# The first projects on my G4003G



## dave2176 (Oct 6, 2013)

I thought I would post some pictures of what I have been doing with my lathe but first the disclaimer. This is the first metal lathe I have owned and my first experience with one since 8th grade when we made a cannon out of aluminum.

This first picture and project is an adapter from 6061 to adapt from a bar sink flange in the drip pan to the 3/4" drain hose on my coolant tank. I think a second drain would be useful.



Next I wanted to come up with a repeatable accurate method to connect 1"x8tpi female thread objects so they can be completed. I used a piece of 6" gray iron for the base for the D1-5 mount, drilled and tapped for the camlocks and drilled/tapped a 1-1/2"x16tpi in the center for various adapters. This adapter is 1x8 I'll also want to use 1-1/4"x8 objects.





I wanted a sanding disc to use on my mini wood lathe for when I go mobile and made it from 6" 6061 rod.



I also wanted to be able to use a grinding wheel when mobile without having to drag along a grinder. This is made from one piece of 1018 (except for the 5/8" nut.)



I found I needed to mount to my rotary table via the MT#2 taper in it. Here is the result from a piece of unbelievably hard mystery metal.



I wanted a mandrel to use on my wood lathe for Christmas ornaments. I've done them from nylon in the past but felt at this small diameter (5/8") the nylon would be unstable and chose to use metal. This is from 2" 1018. The small end is turned to 5/8" on the above D1-5 adapter after being roughed to .800 or so and the 1x8 drilled and tapped in the normal 3 jaw chuck. The expanding portion is drilled and then milled using a 7 degree mill. The tapered wedge is at 8.5 degrees. I mounted the mill in my lathe drill chuck which has the usually undesirable result of creating a little chatter in the hole. The shatter keeps the wedge from slipping when tightening the allen head screw to expand the mandrel to hold the ornament globe. The plastic on the end is for protection. There is a 3/4" special order mandrel in the picture as well. The slots were cut with a slitting saw on my mill.



This is a screen capture of the mandrel in use from the video shot while I was demoing at the wood turning club last month. 



Here is a picture of a few ornaments the mandrel was used for.



I would be interested in any constructive criticism you might have for the methods used.

Dave


----------



## dave2176 (Oct 6, 2013)

Now that's funny.


----------

What to do:
- 1) In the lathe thread, copy the stretch from "I wanted a mandrel" through "on my mill.".
- 2) In the lathe thread, at what angle is the tapered wedge of the ornament mandrel?
- 3) Summarize the lathe thread in two sentences.
The lines after this point come from a separate source.

Material shown:

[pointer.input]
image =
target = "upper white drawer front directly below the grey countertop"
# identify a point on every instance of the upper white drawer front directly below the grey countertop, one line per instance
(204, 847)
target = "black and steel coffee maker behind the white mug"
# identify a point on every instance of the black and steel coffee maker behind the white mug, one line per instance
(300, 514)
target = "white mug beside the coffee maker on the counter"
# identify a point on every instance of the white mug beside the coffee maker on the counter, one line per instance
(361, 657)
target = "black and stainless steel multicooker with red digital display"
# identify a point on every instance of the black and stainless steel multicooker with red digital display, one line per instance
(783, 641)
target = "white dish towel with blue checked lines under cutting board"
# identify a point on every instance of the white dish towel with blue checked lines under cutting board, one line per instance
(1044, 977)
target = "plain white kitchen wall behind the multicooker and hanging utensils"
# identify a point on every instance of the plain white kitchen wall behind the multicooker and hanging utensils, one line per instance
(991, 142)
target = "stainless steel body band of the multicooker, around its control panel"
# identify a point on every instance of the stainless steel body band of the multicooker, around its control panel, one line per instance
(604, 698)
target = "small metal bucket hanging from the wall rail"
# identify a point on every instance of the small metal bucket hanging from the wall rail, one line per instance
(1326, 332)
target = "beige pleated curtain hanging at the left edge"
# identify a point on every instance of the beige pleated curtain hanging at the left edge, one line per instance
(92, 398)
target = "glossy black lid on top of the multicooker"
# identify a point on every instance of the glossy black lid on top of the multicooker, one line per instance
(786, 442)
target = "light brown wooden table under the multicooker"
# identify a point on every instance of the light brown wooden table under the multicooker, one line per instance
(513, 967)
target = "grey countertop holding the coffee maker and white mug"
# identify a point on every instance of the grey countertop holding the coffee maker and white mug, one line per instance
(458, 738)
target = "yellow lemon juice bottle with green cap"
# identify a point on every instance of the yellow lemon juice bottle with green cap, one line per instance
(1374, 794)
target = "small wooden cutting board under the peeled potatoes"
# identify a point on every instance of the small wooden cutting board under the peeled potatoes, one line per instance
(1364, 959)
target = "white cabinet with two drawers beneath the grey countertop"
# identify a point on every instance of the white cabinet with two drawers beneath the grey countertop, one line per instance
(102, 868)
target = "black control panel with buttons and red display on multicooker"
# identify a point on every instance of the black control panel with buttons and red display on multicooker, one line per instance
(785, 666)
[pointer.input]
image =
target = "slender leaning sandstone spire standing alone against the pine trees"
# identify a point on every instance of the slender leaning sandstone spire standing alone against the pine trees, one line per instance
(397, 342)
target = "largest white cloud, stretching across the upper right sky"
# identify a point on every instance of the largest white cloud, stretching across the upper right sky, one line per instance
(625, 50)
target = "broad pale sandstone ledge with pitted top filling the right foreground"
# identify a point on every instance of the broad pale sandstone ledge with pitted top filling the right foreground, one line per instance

Answers given:
- 1)
I wanted a mandrel to use on my wood lathe for Christmas ornaments. I've done them from nylon in the past but felt at this small diameter (5/8") the nylon would be unstable and chose to use metal. This is from 2" 1018. The small end is turned to 5/8" on the above D1-5 adapter after being roughed to .800 or so and the 1x8 drilled and tapped in the normal 3 jaw chuck. The expanding portion is drilled and then milled using a 7 degree mill. The tapered wedge is at 8.5 degrees. I mounted the mill in my lathe drill chuck which has the usually undesirable result of creating a little chatter in the hole. The shatter keeps the wedge from slipping when tightening the allen head screw to expand the mandrel to hold the ornament globe. The plastic on the end is for protection. There is a 3/4" special order mandrel in the picture as well. The slots were cut with a slitting saw on my mill.

- 2) 8.5 degrees.

- 3) On his first metal lathe, the poster made a 6061 drain adapter for the coolant tank, a gray iron D1-5 mount adapter for 1"x8tpi threaded objects, a sanding disc, a grinding wheel setup, an MT#2 taper mount for a rotary table, and a 1018 expanding mandrel for turning Christmas ornaments on a wood lathe. He shows the mandrel in use and asks for constructive criticism of his methods.